Saved data entries
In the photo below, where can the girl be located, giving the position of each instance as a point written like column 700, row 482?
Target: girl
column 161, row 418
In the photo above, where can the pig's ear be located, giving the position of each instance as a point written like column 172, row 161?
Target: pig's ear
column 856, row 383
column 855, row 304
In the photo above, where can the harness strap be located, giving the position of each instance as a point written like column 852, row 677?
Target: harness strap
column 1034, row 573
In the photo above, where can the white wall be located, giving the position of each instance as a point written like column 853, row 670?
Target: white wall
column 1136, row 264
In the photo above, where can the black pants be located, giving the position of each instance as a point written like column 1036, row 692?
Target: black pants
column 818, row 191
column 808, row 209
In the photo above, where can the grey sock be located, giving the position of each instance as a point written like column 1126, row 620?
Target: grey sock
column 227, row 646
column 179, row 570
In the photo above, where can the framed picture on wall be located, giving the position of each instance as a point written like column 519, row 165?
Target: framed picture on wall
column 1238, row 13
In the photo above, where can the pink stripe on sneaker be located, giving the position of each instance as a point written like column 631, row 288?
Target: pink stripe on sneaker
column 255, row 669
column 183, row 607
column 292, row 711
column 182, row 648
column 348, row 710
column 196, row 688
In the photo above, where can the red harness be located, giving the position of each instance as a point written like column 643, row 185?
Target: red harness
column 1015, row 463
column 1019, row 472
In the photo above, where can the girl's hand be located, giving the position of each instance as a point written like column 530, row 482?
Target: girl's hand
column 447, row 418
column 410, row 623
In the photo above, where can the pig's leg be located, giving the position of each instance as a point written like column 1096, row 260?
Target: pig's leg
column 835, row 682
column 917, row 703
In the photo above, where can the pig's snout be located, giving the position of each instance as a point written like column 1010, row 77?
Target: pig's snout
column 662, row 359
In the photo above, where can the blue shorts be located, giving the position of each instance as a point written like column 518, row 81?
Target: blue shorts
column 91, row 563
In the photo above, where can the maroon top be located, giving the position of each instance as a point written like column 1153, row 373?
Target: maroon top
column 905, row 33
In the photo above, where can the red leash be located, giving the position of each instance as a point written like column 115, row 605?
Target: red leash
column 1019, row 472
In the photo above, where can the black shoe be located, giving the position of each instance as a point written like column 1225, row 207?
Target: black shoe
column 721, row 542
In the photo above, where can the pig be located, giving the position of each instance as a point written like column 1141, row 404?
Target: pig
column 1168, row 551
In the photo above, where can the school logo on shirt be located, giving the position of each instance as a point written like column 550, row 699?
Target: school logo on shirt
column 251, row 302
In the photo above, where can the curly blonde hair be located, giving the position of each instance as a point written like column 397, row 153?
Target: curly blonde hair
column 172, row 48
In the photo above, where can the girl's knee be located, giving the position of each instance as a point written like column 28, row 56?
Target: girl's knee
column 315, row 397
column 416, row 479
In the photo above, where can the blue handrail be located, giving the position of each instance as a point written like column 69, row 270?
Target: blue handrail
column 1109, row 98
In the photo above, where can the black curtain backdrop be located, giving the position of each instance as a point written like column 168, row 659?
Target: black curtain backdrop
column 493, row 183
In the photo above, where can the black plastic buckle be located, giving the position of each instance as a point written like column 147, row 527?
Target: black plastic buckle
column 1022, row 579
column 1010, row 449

GIVEN TASK
Swap "located" for "found" everywhere it occurs in the data, leaving every other part unchanged.

OUTPUT FOR THIS EXERCISE
In the photo below, where can the girl be found, giving the position of each instance as a point written like column 700, row 482?
Target: girl
column 161, row 418
In the photo above, where can the pig's ear be found, giving the position of each instance as a point written like column 172, row 161?
Target: pig's ear
column 856, row 383
column 855, row 304
In the photo above, where can the harness strap be found, giving the position of each instance as a point written like column 852, row 677?
Target: harness strap
column 1034, row 573
In the photo above, where can the white wall be found, giving the position of each instance as a point written like column 853, row 670?
Target: white wall
column 1136, row 264
In the photo above, where can the black pants be found, giving the position of each instance as a point written like column 1036, row 692?
Target: black pants
column 818, row 191
column 808, row 209
In the photo above, where can the grey sock be found, giving the position of each instance as a point written like column 1126, row 620?
Target: grey sock
column 227, row 646
column 179, row 570
In the photo above, where can the framed picture on wall be found, giving the position of each instance as a point written like column 519, row 165?
Target: framed picture on wall
column 1238, row 13
In the photo above, where can the pink stripe on sneaker be found, giving the position of each instance as a point written like column 631, row 288?
Target: pink stripe on sneaker
column 255, row 669
column 183, row 607
column 292, row 711
column 182, row 648
column 348, row 710
column 196, row 688
In the photo above, where can the red harness be found, giving the position of each instance as a point written like column 643, row 185?
Target: red harness
column 1015, row 463
column 1019, row 472
In the photo above, where can the girl's hand be found, giving the position of each instance as a point written like column 530, row 482?
Target: girl's hand
column 447, row 418
column 410, row 623
In the photo above, where can the pig's leg be found, giving the position of each instance as a point written like column 1096, row 260?
Target: pig's leg
column 835, row 682
column 917, row 703
In the photo above, where can the pig's snout be found, giving the position of each instance as a point written like column 1010, row 77?
Target: pig's snout
column 662, row 359
In the photo above, where can the blue shorts be found, giving the position of each instance as a point written like column 518, row 81?
Target: blue shorts
column 91, row 563
In the photo above, where can the maroon top be found, giving the position of each instance as a point written like column 1153, row 373?
Target: maroon top
column 905, row 33
In the photo above, where can the red leash be found, giving the position of each instance as a point written like column 115, row 605?
Target: red leash
column 1019, row 472
In the photo above, where can the black shoe be found, giving the position of each instance as a point written like column 1225, row 207?
Target: black shoe
column 721, row 542
In the photo above, where can the pig be found, giving the position of each instance as a point written like column 1141, row 404?
Target: pig
column 1168, row 551
In the photo above, where can the school logo on shirt be found, giving the position of each instance as a point written like column 550, row 699?
Target: school logo on shirt
column 251, row 302
In the photo above, where can the curly blonde hair be found, giving the position of each instance as a point written like column 397, row 153?
Target: curly blonde hair
column 172, row 48
In the photo above, where can the girl's knee be found, giving the position of each instance as a point written like column 28, row 56?
Target: girl's knee
column 315, row 397
column 416, row 479
In the photo above, where can the blue handrail be found, giving the position of each instance as a point written like column 69, row 270?
Target: blue handrail
column 1109, row 98
In the photo above, where can the black curtain backdrop be found, giving the position of each instance as a point written like column 168, row 659?
Target: black curtain backdrop
column 493, row 183
In the photo above, where can the black plastic buckle be found, giving the position of each instance as a point written like column 147, row 527?
Target: black plastic buckle
column 1022, row 579
column 1010, row 449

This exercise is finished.